■ Lines of data
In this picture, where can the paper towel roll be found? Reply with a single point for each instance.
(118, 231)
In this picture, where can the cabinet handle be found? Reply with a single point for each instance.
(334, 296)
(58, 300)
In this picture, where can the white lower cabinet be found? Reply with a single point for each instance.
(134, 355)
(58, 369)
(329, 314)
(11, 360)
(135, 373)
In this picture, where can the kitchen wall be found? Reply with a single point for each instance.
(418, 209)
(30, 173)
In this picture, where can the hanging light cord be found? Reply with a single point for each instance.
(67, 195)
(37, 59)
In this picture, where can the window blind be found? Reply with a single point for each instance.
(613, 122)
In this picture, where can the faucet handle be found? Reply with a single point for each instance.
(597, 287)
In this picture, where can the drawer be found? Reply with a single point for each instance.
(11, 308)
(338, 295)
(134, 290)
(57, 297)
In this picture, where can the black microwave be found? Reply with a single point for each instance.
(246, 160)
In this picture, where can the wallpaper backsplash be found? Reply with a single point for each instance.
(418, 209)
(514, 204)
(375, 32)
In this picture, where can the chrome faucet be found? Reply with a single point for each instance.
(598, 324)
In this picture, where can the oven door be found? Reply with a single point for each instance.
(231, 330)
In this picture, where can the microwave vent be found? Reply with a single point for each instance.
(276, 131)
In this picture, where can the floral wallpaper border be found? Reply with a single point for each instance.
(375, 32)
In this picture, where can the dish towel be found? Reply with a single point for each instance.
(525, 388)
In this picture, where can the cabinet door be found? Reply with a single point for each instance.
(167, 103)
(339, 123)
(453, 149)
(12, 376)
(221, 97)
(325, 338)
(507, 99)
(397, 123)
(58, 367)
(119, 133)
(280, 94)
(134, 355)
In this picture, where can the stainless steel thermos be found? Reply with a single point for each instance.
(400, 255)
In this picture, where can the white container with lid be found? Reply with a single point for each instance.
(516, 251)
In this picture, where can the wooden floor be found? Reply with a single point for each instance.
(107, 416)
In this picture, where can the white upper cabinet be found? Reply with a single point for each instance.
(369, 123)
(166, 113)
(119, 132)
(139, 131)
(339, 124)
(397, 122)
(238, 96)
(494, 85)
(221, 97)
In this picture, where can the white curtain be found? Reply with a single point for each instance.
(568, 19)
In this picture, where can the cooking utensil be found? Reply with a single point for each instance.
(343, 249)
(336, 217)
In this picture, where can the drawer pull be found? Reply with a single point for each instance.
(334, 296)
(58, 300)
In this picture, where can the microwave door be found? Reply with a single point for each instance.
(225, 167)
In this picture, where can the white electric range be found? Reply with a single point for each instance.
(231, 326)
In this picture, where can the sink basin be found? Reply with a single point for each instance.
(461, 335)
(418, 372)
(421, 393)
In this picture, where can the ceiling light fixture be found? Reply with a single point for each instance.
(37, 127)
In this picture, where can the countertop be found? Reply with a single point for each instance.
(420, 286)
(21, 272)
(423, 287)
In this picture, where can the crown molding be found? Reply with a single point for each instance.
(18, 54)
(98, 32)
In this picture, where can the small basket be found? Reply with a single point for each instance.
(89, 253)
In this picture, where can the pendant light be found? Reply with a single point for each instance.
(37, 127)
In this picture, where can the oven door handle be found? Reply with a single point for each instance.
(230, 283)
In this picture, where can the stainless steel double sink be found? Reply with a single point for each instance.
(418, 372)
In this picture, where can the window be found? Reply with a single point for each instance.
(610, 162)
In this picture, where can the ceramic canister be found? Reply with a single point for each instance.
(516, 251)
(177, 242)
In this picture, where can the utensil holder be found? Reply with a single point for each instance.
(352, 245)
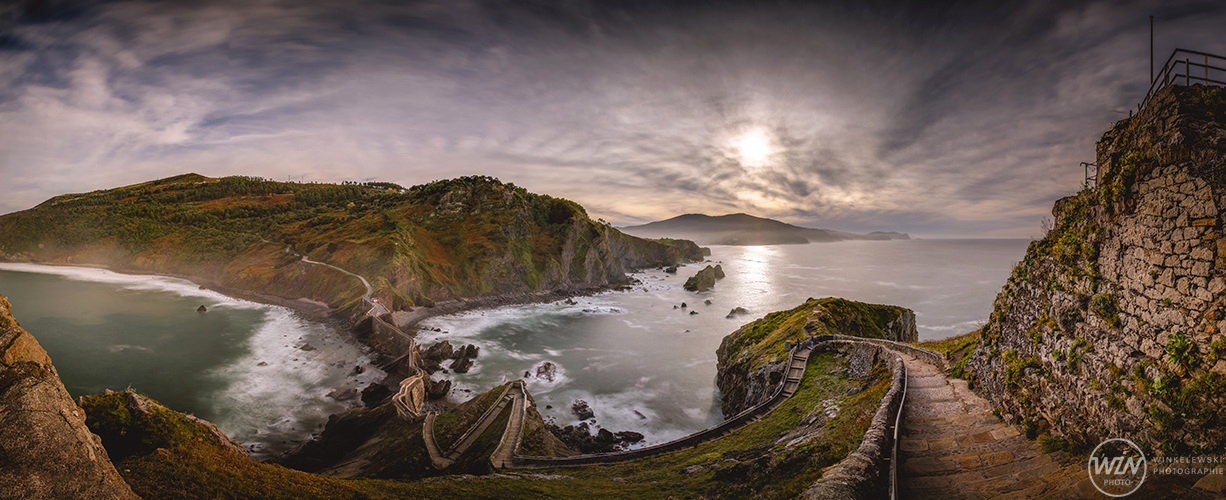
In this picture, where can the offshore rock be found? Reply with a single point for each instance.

■ WORK REQUIRED
Write every record out again exactly; no pictures belong in the copy.

■ EXERCISE ANSWER
In this picture, where can the paper towel roll be found? Reply with a single point for each instance.
(118, 231)
In this picture, where can the cabinet handle be found? Reply with a single point for each instance.
(334, 296)
(58, 300)
In this picture, where can the white lower cabinet be found? Reply with a single point for each instance.
(134, 355)
(58, 369)
(329, 314)
(11, 360)
(135, 373)
In this picture, where can the kitchen wall be found? Reply with a single point for each instance.
(418, 209)
(30, 173)
In this picture, where can the hanging light cord be found? Reply with a single point for each instance.
(67, 195)
(37, 59)
In this picture, where can the window blind be found? Reply with a single point for each instance.
(613, 122)
In this picture, where can the faucet handle be found? Reply with a single point for each instance.
(597, 287)
In this picture, where can the drawer be found? Reply with a single point for each instance.
(11, 308)
(338, 295)
(134, 290)
(57, 297)
In this picture, where can the black microwave be found? Reply with a single point for each instance.
(246, 160)
In this picture, where can the wallpaper backsplash be found? Reply with a single point for each instance.
(418, 209)
(514, 204)
(375, 32)
In this picture, where can the chrome faucet be found? Reply with a single point for each instance.
(598, 324)
In this picture, where can the oven door be found? Reply with a single point for each instance.
(231, 330)
In this picture, where can the microwave vent be found? Reply with a single point for each instance.
(276, 131)
In this picture, where can the floral wallpaper border be found? Reply with a single point for each instance.
(375, 32)
In this picture, where can the dish towel be found? Reply with a single point for each instance.
(525, 388)
In this picture, where can the cabinet door be found? Reply with a single point for each instance.
(167, 103)
(339, 123)
(453, 149)
(12, 376)
(221, 97)
(325, 338)
(507, 99)
(397, 123)
(58, 367)
(119, 133)
(280, 94)
(134, 355)
In this picture, where can the stainless steel thermos be found? Reply with a single point for each instance.
(400, 255)
In this picture, where can the white container with lid be found? Reply with a single point for each instance.
(516, 251)
In this picture, where can the wooden floor be found? Reply with a single point for each instance.
(107, 416)
In this picture, where can the white upper cabinet be found? Reply with a single point for each instance.
(369, 123)
(166, 113)
(119, 132)
(139, 131)
(339, 124)
(397, 122)
(238, 96)
(494, 85)
(221, 97)
In this picture, where can the white curtain be found? Reply with a single point for each instance.
(568, 19)
In this picture, where can the cooking utensil be found? Reply with a single point for each instance.
(343, 249)
(336, 217)
In this picture, where can the drawer pull be found? Reply with a single point for each instance.
(334, 296)
(58, 300)
In this picture, where can the microwave door be found? Reply with a single point for each instance.
(225, 167)
In this picture, where can the white electric range be found? Reply with a single point for each instance.
(231, 326)
In this picture, where can the sink basin be found? Reply with a single point for each instance.
(461, 335)
(418, 372)
(421, 393)
In this picture, where can the ceiling light fixture be found? Reply with a single point for each instance.
(37, 127)
In this picture, where can the countertop be found? Reply with a single point for each instance.
(420, 286)
(21, 272)
(423, 287)
In this picture, where can the crown molding be found? Reply with a single point for each instance.
(18, 54)
(98, 32)
In this picture, where can the small basket be found? Reply with a single point for each instance.
(89, 253)
In this picture, where can the pendant light be found? Reply with a single point for each instance.
(37, 127)
In this picture, where can the oven door handle be found? Reply with a single point for each instance.
(230, 283)
In this picture, where can the stainless steel double sink be found? Reply with a single point for each instance.
(418, 372)
In this picture, where can the window be found? Reply with a single point for each instance.
(610, 162)
In this picture, where can the ceramic canister be found? Reply with a single point for each instance.
(516, 251)
(177, 242)
In this picture, where can the utensil holder be found? Reply with a single point for each instance.
(352, 245)
In this picture, where can the offshore rock be found? Reply with a single point for each instance.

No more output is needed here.